═══ Page text ═══

Speaker
Description
Crystallization is a well-established topic. It covers many life science fields, and its importance varies from understanding nanoparticle arrays to protein formations and drug engineering through molecular design. One of the most popular methods for direct imaging of crystal formation, defects, etc., is transmission electron microscopy (TEM), mainly used for inorganic materials since the electron dose is not as limiting as it is for the imaging of organic materials. While challenging, high-resolution electron microscopy of organic material is possible due to the recent revolutions of stable and sensitive detectors and microscopes. Real-space images of organic crystals and their aperiodic features obtained by a modern cryo-electron microscope potentially show the detailed structure. However, high-resolution details remain hidden because strong defocus conditions must be applied to produce contrast at a low electron dose. We used phase retrieval by focal series reconstruction (FSR) developed originally for inorganic samples. We have adapted the method for fast series recording of hundreds of frames within a few seconds on a direct-electron detector, all at low dose conditions (at the order of 101-102 e-/Å2 per acquisition) in cryogenic temperatures. After the reconstruction of the exit-plane wavefunction, we could eventually retrieve focus and two-fold astigmatism aberration-fixed phase images of small organic crystals with a resolution up to the information limit of the microscope. Implying further techniques, such as density functional theory (DFT), ultimately allows for solving a crystal structure with high confidence based on the image in real-space.

═══

What you need to do - In the talk description on imaging organic crystals, what method was used for phase retrieval?

═══ Information ═══

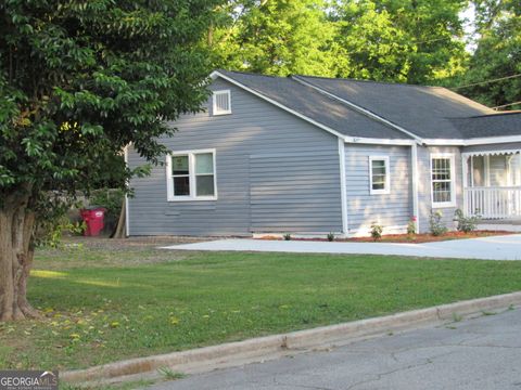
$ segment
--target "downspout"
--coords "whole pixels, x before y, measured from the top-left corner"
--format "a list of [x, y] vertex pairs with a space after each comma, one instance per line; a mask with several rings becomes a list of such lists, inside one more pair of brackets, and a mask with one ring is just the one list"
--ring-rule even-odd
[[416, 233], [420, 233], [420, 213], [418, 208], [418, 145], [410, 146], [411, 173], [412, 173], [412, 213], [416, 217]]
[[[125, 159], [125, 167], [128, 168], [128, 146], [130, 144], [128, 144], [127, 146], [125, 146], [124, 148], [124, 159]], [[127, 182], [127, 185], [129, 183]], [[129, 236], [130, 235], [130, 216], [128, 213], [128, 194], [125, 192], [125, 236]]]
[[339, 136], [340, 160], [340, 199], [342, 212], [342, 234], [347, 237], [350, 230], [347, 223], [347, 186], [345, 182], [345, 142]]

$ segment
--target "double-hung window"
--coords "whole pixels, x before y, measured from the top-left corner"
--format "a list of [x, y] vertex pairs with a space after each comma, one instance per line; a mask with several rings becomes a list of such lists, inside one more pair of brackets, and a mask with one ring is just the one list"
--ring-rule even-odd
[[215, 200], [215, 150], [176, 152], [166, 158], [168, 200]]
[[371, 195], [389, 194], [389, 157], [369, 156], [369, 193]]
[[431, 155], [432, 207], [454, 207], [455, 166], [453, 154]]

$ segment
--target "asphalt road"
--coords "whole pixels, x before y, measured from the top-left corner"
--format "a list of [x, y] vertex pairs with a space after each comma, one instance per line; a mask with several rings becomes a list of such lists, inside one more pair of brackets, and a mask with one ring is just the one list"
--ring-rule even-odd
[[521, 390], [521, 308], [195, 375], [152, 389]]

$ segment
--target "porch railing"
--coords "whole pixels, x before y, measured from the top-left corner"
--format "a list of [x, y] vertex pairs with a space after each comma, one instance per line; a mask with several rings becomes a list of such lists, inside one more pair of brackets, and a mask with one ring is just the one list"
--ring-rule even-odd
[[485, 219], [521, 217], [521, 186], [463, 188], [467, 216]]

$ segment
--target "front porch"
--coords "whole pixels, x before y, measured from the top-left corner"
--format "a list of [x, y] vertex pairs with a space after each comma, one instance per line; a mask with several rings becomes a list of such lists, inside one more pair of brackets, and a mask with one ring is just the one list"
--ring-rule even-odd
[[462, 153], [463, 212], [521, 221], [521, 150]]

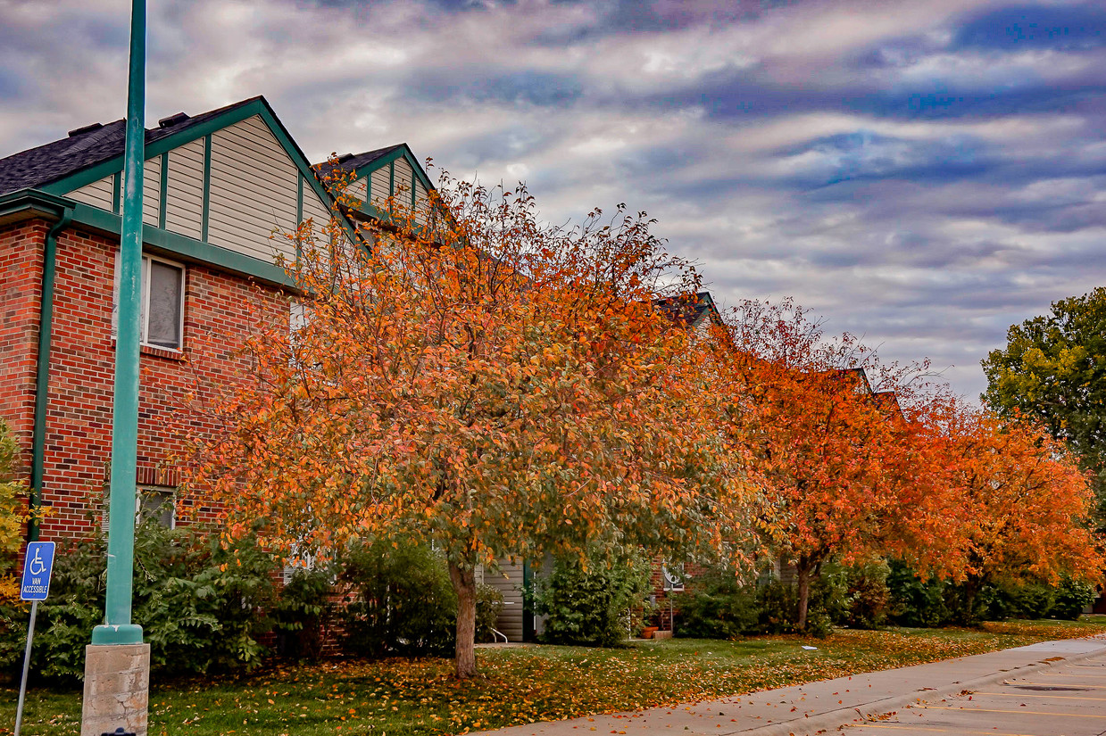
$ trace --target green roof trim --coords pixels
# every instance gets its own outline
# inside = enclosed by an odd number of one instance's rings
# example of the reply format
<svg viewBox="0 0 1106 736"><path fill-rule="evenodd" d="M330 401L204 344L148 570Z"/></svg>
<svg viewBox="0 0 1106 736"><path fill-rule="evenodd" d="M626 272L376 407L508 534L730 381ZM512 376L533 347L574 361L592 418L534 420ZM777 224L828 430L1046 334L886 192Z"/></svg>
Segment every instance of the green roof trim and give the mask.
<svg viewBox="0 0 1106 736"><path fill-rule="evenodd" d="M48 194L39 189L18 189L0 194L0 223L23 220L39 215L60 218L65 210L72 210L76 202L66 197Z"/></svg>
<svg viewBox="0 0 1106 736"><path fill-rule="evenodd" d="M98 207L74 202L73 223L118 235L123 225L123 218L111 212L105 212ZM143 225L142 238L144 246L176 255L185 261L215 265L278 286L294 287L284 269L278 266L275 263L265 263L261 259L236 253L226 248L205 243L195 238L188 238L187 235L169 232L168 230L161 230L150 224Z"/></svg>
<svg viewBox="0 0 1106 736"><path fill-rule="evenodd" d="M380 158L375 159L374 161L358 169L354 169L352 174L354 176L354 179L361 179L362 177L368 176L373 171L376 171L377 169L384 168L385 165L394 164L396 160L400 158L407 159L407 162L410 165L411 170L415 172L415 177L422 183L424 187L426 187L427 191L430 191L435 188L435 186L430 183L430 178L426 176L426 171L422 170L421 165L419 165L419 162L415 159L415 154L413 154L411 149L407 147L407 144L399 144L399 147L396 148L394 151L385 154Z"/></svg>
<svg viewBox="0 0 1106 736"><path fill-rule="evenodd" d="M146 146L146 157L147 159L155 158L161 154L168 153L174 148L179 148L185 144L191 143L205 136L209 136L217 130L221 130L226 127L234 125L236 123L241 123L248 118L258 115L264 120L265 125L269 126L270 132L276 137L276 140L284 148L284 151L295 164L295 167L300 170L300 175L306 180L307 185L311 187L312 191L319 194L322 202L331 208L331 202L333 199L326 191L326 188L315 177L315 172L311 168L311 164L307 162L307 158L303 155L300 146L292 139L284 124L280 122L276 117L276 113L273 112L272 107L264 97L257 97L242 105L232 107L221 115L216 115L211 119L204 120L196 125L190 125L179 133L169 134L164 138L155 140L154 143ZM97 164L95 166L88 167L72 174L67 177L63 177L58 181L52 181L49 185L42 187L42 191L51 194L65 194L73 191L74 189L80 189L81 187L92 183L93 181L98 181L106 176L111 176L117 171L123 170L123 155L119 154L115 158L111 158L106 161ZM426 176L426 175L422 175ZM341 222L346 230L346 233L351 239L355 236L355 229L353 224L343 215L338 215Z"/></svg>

═══
═══ Information ═══

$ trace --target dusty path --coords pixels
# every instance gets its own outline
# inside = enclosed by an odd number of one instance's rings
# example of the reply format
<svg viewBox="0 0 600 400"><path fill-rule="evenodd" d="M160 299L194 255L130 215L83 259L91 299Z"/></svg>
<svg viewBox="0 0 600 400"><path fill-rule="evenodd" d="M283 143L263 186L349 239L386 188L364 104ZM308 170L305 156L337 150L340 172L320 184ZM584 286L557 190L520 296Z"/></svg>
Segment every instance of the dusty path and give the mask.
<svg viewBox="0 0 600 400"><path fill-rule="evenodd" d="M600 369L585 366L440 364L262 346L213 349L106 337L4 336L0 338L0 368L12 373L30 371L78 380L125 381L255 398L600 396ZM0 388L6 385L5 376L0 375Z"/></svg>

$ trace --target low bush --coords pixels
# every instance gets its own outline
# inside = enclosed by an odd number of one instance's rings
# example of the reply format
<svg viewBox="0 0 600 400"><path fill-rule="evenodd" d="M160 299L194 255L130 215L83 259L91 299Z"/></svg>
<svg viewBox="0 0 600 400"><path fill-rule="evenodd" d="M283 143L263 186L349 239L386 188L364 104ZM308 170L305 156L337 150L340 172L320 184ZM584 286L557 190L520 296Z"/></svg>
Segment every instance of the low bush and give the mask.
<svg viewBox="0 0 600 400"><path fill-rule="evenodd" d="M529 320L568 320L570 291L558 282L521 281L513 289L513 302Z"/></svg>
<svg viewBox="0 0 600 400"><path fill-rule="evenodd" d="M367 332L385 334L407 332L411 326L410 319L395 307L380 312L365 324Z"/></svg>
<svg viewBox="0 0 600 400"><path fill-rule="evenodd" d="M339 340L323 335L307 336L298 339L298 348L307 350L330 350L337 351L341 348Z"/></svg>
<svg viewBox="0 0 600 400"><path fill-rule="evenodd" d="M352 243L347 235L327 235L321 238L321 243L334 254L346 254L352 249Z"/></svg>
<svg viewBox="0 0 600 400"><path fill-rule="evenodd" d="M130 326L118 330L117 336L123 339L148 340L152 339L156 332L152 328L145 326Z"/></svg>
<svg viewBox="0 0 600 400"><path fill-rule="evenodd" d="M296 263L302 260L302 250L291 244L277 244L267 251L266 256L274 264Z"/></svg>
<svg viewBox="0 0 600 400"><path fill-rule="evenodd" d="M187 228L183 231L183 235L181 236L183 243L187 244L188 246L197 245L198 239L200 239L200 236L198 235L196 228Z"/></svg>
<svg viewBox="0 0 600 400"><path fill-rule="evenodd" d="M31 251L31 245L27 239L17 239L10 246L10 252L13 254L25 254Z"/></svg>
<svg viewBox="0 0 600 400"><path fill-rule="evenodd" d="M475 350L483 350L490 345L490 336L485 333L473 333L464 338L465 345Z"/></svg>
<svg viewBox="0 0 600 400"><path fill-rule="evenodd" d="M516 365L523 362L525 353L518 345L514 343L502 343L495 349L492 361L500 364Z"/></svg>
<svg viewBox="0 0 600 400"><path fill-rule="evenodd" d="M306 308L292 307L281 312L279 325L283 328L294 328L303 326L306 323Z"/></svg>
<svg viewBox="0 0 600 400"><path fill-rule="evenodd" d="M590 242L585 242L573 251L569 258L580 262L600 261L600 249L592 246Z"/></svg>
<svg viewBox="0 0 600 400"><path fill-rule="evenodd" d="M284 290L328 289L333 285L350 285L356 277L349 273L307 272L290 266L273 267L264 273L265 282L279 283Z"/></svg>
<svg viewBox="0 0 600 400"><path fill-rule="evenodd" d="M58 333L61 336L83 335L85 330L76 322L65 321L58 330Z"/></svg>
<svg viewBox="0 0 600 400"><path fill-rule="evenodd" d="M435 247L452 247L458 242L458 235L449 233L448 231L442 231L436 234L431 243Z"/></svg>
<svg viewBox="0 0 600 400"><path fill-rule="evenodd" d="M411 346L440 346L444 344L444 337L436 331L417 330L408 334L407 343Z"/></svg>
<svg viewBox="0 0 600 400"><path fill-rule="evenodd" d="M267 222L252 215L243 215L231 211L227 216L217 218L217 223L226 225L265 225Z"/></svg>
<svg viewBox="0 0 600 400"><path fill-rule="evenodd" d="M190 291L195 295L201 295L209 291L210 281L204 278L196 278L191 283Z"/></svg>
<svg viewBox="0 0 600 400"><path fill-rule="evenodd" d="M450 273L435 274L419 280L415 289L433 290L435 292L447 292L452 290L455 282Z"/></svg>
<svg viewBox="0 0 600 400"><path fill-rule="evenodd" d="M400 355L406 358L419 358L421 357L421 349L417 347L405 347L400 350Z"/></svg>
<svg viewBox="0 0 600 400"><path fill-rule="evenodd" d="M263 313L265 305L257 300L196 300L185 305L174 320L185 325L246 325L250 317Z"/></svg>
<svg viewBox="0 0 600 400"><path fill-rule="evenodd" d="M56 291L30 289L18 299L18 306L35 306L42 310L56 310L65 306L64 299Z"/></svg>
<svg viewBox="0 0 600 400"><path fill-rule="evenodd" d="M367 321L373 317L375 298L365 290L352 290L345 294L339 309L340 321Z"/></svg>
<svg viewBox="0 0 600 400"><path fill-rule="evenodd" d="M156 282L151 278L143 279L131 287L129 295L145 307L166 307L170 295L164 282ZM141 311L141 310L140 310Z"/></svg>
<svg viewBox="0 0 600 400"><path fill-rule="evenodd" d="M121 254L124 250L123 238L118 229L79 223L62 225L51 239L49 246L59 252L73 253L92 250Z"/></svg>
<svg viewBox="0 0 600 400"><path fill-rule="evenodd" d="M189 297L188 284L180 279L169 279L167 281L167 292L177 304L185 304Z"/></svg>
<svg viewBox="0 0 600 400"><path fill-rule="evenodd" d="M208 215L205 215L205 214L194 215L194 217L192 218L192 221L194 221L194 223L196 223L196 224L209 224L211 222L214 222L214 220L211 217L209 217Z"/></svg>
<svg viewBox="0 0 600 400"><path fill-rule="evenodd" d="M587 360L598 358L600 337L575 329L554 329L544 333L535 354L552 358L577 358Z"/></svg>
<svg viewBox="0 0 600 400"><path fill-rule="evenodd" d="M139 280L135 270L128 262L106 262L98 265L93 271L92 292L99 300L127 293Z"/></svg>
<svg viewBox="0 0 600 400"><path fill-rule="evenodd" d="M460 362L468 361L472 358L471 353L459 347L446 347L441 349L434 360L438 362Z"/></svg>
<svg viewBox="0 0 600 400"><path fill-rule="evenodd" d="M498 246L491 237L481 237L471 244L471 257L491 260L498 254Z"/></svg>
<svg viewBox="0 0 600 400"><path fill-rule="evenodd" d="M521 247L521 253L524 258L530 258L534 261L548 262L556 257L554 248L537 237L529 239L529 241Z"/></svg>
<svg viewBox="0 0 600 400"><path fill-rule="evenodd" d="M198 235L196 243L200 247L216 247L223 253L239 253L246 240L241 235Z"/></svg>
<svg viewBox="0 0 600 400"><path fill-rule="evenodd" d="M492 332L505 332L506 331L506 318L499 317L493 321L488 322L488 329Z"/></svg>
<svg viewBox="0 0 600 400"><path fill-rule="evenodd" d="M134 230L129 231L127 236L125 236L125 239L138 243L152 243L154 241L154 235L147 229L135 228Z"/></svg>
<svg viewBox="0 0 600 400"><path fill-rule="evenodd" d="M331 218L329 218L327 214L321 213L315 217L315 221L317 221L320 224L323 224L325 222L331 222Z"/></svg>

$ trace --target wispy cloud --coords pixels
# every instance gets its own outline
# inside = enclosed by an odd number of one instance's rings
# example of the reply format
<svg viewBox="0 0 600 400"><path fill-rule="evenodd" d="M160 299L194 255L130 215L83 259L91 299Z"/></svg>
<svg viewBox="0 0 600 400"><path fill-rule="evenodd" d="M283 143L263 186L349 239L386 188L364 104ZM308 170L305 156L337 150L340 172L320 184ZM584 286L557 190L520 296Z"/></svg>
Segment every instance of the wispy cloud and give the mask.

═══

Response - Focal series reconstruction (FSR)